▸ **Consigne**:
Mettez à jour le passage du texte sur la cause allant de « Qu'y a-t-il qui » jusqu'à « enthousiasmer pour elle. » en y remplaçant « patrie » par « nation ».

Qu'y a-t-il qui ne doive être ma cause ! Avant tout la bonne cause, puis la cause de Dieu, la cause de l'humanité, de la vérité, de la liberté, de la justice, la cause de mon peuple, de mon prince, de ma patrie et jusqu'à celle de l'esprit et mille autres. Seule ma cause ne doit être jamais ma cause. « Anathème sur l'égoïste qui ne pense qu'à soi !»
— Voyons donc comment ils l'entendent, leur cause, ceux-là mêmes qui nous font travailler, nous abandonner, nous enthousiasmer pour elle.
Vous savez à merveille annoncer de Dieu maintes choses essentielles, tout le long du siècle vous avez « scruté les profondeurs de la divinité » et vous lui avez vu jusqu'au cœur, de sorte que vous pouvez parfaitement nous dire comment Dieu traite lui-même « la cause de Dieu » que nous avons pour mission de servir. D'ailleurs vous ne faites pas mystère des agissements du Seigneur. Maintenant, qu'est-ce que sa cause ? A-t-il, comme on l'exige de nous, fait sienne une cause étrangère, la cause de la vérité, de l'amour ? Cette incompréhension vous révolte et vous nous enseignez que certes la cause de Dieu est celle de la vérité et de l'amour, mais que cette cause ne peut lui être étrangère parce que Dieu est lui-même vérité et amour ; dire que Dieu favorise une cause étrangère comme la sienne propre, c'est l'égaler à nous, pauvres vers de terre ; cette supposition vous est insupportable. « Dieu embrasserait-il la cause de la vérité, s'il n'était lui-même la vérité ?» Il n'a souci que de sa cause. Mais nous, nous ne sommes pas tout dans tout, et notre cause est infiniment petite et méprisable ; c'est pourquoi nous devons servir « une cause plus haute ». — Maintenant, c'est clair, Dieu ne s'inquiète que de soi, ne s'occupe que de soi, ne pense qu'à soi, et n'a que soi en vue ; malheur à tout ce qui ne lui est pas très agréable. Il ne sert pas un plus haut et se borne à se satisfaire. Sa cause est une cause purement égoïste.

▸ **Données affichées**:
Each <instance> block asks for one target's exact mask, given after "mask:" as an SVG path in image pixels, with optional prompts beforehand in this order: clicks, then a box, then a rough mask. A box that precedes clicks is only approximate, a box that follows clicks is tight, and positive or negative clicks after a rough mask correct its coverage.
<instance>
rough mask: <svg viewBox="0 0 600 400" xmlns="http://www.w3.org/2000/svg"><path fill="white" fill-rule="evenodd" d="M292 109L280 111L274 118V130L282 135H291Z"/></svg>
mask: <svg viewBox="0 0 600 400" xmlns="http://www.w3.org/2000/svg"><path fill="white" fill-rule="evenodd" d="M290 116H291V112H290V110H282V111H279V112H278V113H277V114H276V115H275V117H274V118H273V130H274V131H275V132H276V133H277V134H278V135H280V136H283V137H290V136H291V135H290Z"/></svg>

▸ **Corrigé**:
Qu'y a-t-il qui ne doive être ma cause ! Avant tout la bonne cause, puis la cause de Dieu, la cause de l'humanité, de la vérité, de la liberté, de la justice, la cause de mon peuple, de mon prince, de ma nation et jusqu'à celle de l'esprit et mille autres. Seule ma cause ne doit être jamais ma cause. « Anathème sur l'égoïste qui ne pense qu'à soi !»
— Voyons donc comment ils l'entendent, leur cause, ceux-là mêmes qui nous font travailler, nous abandonner, nous enthousiasmer pour elle.